Set down exactly the lines in the records below that run from the line with "Can you find the ski pole?" to the line with "Can you find the standing", inclusive, and nothing more.

··· THE DATA ···

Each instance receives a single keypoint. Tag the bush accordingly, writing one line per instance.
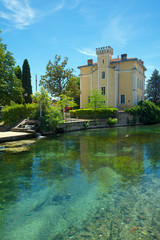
(12, 114)
(51, 120)
(112, 121)
(147, 112)
(101, 113)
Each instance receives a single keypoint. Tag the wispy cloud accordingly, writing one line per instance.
(18, 13)
(88, 52)
(74, 4)
(116, 31)
(150, 67)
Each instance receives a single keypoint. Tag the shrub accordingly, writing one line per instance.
(112, 121)
(14, 113)
(51, 120)
(147, 112)
(101, 113)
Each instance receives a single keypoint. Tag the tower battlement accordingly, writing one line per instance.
(104, 50)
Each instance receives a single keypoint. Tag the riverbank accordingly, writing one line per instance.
(72, 124)
(14, 136)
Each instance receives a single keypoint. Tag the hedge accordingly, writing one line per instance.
(13, 114)
(101, 113)
(147, 112)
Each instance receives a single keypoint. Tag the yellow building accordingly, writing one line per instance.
(121, 80)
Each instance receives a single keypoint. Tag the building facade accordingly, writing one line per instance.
(121, 80)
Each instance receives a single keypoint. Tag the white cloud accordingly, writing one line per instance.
(117, 31)
(88, 52)
(18, 13)
(150, 67)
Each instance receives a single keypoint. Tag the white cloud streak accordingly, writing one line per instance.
(88, 52)
(117, 31)
(18, 13)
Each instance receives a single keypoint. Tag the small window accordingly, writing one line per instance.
(103, 75)
(122, 100)
(103, 90)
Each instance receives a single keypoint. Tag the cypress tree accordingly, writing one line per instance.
(18, 72)
(26, 81)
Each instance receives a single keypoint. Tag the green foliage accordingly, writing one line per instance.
(10, 85)
(153, 87)
(65, 101)
(26, 81)
(147, 112)
(112, 121)
(56, 77)
(50, 117)
(51, 120)
(16, 112)
(96, 100)
(86, 124)
(73, 90)
(102, 113)
(42, 98)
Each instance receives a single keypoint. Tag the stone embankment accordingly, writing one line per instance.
(28, 128)
(123, 119)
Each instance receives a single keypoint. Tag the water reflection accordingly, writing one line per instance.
(103, 179)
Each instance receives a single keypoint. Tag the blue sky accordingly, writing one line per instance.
(37, 30)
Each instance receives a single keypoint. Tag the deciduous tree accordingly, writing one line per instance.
(26, 81)
(96, 100)
(73, 89)
(56, 77)
(153, 87)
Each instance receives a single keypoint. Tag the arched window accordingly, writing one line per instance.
(103, 75)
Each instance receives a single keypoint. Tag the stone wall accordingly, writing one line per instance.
(124, 119)
(127, 119)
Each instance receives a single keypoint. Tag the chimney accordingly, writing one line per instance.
(124, 56)
(90, 62)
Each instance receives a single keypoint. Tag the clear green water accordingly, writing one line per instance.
(94, 184)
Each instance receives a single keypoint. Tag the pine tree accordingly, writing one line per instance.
(153, 88)
(10, 86)
(26, 81)
(18, 72)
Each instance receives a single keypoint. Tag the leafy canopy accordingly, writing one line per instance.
(26, 81)
(73, 89)
(96, 100)
(153, 87)
(56, 77)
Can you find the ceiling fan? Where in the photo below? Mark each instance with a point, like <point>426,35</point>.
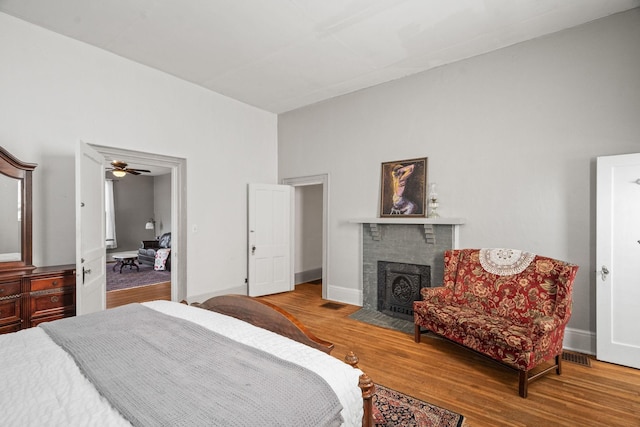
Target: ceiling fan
<point>120,169</point>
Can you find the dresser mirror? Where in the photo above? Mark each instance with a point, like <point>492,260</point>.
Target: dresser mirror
<point>15,214</point>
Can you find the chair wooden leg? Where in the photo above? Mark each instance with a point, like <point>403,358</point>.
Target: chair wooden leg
<point>523,384</point>
<point>416,333</point>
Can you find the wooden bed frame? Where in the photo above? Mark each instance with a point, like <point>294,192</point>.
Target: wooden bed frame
<point>271,317</point>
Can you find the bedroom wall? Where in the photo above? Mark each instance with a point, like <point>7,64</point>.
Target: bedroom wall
<point>511,136</point>
<point>55,91</point>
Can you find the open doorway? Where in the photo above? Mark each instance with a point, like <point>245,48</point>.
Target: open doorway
<point>166,217</point>
<point>313,209</point>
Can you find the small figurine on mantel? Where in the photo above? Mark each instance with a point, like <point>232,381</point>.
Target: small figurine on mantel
<point>433,201</point>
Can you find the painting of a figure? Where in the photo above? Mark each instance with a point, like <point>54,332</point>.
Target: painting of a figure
<point>403,188</point>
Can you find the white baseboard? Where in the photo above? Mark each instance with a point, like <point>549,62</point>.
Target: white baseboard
<point>345,295</point>
<point>307,276</point>
<point>580,341</point>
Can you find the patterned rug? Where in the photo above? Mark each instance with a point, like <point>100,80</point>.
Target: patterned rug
<point>392,408</point>
<point>131,278</point>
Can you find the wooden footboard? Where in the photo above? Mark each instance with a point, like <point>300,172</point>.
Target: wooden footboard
<point>271,317</point>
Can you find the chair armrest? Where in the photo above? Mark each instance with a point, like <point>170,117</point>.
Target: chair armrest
<point>442,294</point>
<point>149,244</point>
<point>544,324</point>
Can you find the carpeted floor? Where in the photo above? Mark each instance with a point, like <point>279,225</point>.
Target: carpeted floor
<point>130,277</point>
<point>392,408</point>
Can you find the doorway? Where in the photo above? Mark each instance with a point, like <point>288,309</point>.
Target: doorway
<point>618,249</point>
<point>176,168</point>
<point>322,183</point>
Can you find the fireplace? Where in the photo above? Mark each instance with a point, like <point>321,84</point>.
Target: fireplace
<point>419,241</point>
<point>399,285</point>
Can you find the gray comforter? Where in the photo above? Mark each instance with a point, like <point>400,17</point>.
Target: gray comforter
<point>158,370</point>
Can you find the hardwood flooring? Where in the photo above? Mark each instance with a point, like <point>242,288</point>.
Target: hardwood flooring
<point>145,293</point>
<point>485,392</point>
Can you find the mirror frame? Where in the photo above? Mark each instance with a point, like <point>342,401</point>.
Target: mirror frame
<point>14,168</point>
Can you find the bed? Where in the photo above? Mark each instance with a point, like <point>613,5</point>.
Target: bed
<point>166,363</point>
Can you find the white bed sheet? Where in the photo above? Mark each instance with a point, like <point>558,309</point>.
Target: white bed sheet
<point>43,386</point>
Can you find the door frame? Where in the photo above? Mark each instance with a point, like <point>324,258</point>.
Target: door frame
<point>178,167</point>
<point>322,179</point>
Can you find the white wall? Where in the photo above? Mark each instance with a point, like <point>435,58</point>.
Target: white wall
<point>55,91</point>
<point>511,138</point>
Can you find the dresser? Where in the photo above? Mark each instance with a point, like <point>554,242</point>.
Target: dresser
<point>42,295</point>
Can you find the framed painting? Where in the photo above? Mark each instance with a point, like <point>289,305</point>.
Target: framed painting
<point>403,188</point>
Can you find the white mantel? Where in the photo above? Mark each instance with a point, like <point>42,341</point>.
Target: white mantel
<point>427,223</point>
<point>410,220</point>
<point>410,240</point>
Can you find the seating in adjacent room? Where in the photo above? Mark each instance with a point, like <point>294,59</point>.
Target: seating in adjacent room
<point>149,250</point>
<point>507,304</point>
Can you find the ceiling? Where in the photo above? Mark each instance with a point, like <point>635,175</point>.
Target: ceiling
<point>280,55</point>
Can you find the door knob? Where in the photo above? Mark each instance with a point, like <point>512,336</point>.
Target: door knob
<point>604,272</point>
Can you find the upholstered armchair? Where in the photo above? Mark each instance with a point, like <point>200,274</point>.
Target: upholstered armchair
<point>509,305</point>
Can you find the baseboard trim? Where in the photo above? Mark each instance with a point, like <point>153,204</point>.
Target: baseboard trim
<point>308,276</point>
<point>345,295</point>
<point>580,341</point>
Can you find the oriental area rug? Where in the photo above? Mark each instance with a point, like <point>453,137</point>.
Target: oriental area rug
<point>131,278</point>
<point>392,408</point>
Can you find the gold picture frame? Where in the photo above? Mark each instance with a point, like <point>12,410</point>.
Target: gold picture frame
<point>403,185</point>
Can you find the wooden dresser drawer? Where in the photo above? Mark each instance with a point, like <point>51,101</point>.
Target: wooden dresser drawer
<point>10,288</point>
<point>36,322</point>
<point>10,328</point>
<point>55,282</point>
<point>52,302</point>
<point>10,310</point>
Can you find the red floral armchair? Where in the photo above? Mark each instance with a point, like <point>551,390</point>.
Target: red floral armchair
<point>510,305</point>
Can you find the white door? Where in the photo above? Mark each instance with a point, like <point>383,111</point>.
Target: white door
<point>270,266</point>
<point>618,260</point>
<point>90,234</point>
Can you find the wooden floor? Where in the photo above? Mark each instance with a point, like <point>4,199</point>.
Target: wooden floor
<point>485,392</point>
<point>158,291</point>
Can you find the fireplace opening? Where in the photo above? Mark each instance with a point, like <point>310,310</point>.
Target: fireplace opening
<point>399,285</point>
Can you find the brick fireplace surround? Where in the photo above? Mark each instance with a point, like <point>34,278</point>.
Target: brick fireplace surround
<point>420,241</point>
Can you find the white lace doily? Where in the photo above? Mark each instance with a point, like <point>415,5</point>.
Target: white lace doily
<point>505,262</point>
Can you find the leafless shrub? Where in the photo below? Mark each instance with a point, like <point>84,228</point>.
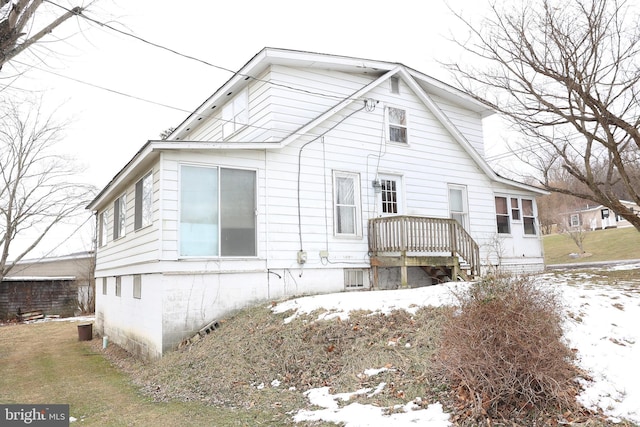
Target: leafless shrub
<point>503,349</point>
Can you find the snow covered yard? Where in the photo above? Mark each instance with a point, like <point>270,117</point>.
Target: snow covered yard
<point>601,324</point>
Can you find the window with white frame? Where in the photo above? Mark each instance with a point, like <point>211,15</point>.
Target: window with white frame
<point>394,84</point>
<point>397,119</point>
<point>574,220</point>
<point>389,195</point>
<point>103,224</point>
<point>354,278</point>
<point>502,215</point>
<point>217,211</point>
<point>143,202</point>
<point>458,206</point>
<point>235,114</point>
<point>346,196</point>
<point>528,217</point>
<point>119,217</point>
<point>137,286</point>
<point>515,209</point>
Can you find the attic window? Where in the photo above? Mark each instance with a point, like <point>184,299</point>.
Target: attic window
<point>395,85</point>
<point>235,114</point>
<point>397,120</point>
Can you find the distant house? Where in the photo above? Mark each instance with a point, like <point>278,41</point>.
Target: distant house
<point>598,217</point>
<point>304,173</point>
<point>55,286</point>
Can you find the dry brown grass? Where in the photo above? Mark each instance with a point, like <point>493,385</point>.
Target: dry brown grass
<point>503,350</point>
<point>236,364</point>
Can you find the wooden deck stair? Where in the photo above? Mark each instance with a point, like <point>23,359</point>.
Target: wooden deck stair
<point>438,245</point>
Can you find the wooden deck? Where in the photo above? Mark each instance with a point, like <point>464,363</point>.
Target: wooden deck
<point>406,241</point>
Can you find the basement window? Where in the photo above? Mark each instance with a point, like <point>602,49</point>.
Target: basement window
<point>354,278</point>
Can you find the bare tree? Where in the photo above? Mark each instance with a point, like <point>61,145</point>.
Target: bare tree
<point>16,18</point>
<point>37,191</point>
<point>566,74</point>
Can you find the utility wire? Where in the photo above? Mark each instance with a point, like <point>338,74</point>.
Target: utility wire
<point>117,92</point>
<point>175,52</point>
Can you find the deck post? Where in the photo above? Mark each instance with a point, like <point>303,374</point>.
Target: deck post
<point>404,278</point>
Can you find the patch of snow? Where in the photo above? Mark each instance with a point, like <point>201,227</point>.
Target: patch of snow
<point>601,324</point>
<point>373,372</point>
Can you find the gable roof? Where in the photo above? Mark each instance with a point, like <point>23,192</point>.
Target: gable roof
<point>295,58</point>
<point>423,86</point>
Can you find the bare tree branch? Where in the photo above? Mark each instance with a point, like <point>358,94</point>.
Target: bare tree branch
<point>37,191</point>
<point>566,74</point>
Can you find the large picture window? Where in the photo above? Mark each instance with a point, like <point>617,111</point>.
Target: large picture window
<point>347,203</point>
<point>217,211</point>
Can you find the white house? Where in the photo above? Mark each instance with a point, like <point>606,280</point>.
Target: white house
<point>598,217</point>
<point>304,173</point>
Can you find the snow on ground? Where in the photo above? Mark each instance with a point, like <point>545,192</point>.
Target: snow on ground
<point>601,324</point>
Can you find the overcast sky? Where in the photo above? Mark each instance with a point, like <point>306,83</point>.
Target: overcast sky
<point>97,77</point>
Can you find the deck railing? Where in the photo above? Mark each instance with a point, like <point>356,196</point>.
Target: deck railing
<point>423,235</point>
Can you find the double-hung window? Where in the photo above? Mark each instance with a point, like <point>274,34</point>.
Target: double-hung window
<point>574,220</point>
<point>217,211</point>
<point>235,114</point>
<point>528,217</point>
<point>502,215</point>
<point>143,202</point>
<point>346,194</point>
<point>458,209</point>
<point>119,217</point>
<point>389,194</point>
<point>515,209</point>
<point>397,119</point>
<point>102,227</point>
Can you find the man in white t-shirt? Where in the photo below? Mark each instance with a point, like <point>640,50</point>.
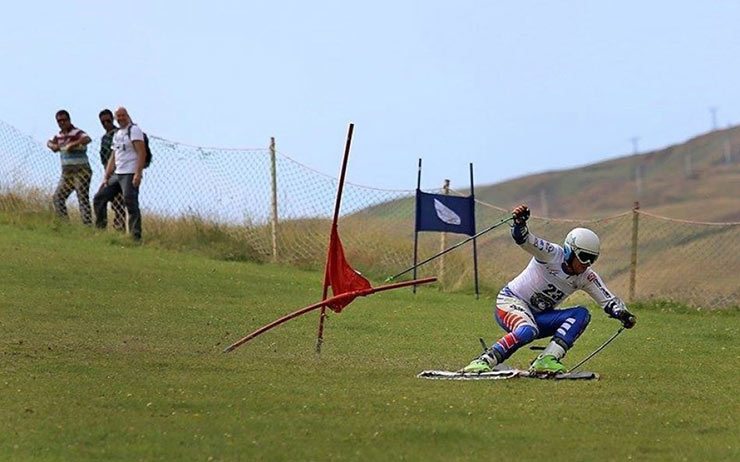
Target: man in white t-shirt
<point>525,307</point>
<point>123,173</point>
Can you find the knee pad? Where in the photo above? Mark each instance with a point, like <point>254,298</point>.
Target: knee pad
<point>574,325</point>
<point>525,333</point>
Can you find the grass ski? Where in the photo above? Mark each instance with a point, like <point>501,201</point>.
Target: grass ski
<point>501,373</point>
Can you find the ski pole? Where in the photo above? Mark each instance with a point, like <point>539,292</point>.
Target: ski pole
<point>597,350</point>
<point>450,249</point>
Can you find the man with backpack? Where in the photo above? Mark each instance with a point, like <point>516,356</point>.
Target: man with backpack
<point>129,157</point>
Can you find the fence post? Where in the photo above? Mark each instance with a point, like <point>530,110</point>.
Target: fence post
<point>443,239</point>
<point>633,258</point>
<point>273,174</point>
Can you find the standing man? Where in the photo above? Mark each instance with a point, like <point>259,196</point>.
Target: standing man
<point>123,173</point>
<point>106,120</point>
<point>525,307</point>
<point>71,144</point>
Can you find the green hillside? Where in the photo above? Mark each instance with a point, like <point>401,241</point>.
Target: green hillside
<point>708,190</point>
<point>691,181</point>
<point>112,351</point>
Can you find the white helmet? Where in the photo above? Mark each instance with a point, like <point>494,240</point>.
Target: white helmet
<point>584,244</point>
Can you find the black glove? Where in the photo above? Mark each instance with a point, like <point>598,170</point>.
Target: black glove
<point>521,214</point>
<point>617,310</point>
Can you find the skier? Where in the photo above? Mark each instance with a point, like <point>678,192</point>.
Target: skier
<point>525,307</point>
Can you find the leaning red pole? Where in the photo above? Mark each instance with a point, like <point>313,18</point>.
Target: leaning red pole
<point>323,304</point>
<point>337,206</point>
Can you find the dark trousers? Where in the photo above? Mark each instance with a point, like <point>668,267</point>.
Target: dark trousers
<point>119,184</point>
<point>74,179</point>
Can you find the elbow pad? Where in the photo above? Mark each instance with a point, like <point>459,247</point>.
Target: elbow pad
<point>519,232</point>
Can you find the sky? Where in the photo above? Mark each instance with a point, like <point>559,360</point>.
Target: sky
<point>513,87</point>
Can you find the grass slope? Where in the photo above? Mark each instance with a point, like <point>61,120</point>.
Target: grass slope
<point>110,351</point>
<point>711,192</point>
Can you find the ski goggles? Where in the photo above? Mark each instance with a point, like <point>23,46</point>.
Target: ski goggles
<point>585,257</point>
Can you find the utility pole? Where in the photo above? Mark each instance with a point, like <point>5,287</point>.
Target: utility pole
<point>687,165</point>
<point>713,111</point>
<point>638,169</point>
<point>728,151</point>
<point>543,203</point>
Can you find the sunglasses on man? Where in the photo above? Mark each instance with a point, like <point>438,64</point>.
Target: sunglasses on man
<point>585,257</point>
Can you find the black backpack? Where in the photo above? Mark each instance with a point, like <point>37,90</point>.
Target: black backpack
<point>146,146</point>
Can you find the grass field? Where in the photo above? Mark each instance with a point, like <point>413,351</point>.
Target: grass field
<point>111,351</point>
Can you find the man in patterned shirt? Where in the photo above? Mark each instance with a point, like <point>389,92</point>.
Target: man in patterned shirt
<point>119,211</point>
<point>525,307</point>
<point>71,144</point>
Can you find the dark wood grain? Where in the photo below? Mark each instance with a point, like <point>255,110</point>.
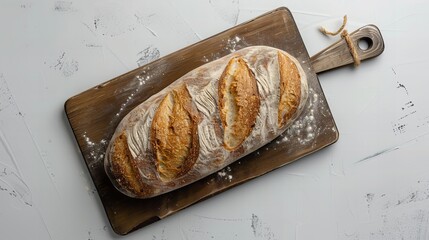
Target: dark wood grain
<point>95,113</point>
<point>338,54</point>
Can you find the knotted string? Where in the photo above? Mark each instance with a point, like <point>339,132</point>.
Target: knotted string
<point>345,35</point>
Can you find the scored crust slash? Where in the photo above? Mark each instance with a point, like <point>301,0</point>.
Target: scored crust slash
<point>206,120</point>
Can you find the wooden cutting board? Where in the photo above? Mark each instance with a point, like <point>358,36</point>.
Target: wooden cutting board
<point>95,113</point>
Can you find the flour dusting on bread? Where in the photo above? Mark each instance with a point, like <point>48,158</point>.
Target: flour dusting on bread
<point>206,120</point>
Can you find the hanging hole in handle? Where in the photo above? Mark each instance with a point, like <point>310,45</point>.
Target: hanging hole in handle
<point>365,43</point>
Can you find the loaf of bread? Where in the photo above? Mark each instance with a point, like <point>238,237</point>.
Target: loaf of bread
<point>205,120</point>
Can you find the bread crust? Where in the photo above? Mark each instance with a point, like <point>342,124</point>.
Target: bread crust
<point>238,102</point>
<point>174,135</point>
<point>204,121</point>
<point>290,89</point>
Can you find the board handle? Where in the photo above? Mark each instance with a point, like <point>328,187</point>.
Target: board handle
<point>338,54</point>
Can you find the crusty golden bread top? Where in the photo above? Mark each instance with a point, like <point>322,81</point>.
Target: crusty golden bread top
<point>205,120</point>
<point>174,135</point>
<point>290,89</point>
<point>124,167</point>
<point>238,102</point>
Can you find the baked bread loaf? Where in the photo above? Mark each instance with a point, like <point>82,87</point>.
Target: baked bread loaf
<point>205,120</point>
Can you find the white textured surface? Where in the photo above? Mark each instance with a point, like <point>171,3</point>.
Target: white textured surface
<point>371,184</point>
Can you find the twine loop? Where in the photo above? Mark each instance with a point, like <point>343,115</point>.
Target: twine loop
<point>344,35</point>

···

- [SOLUTION TO THE EXERCISE]:
Can you find the ski pole? Where in the photo above? Mark each instance with a point, like <point>539,292</point>.
Target: ski pole
<point>597,350</point>
<point>450,249</point>
Can you find the man with backpack? Where in the photo above? Mark each instance with a point, like <point>516,356</point>.
Target: man with backpack
<point>129,157</point>
Can you find the fence post? Where in the photo above? Mark each instance with a point, like <point>530,110</point>.
Target: fence post
<point>443,239</point>
<point>633,258</point>
<point>273,174</point>
Can you find the standing man? Where in the photo above? Mark each instance with a point, like <point>259,196</point>.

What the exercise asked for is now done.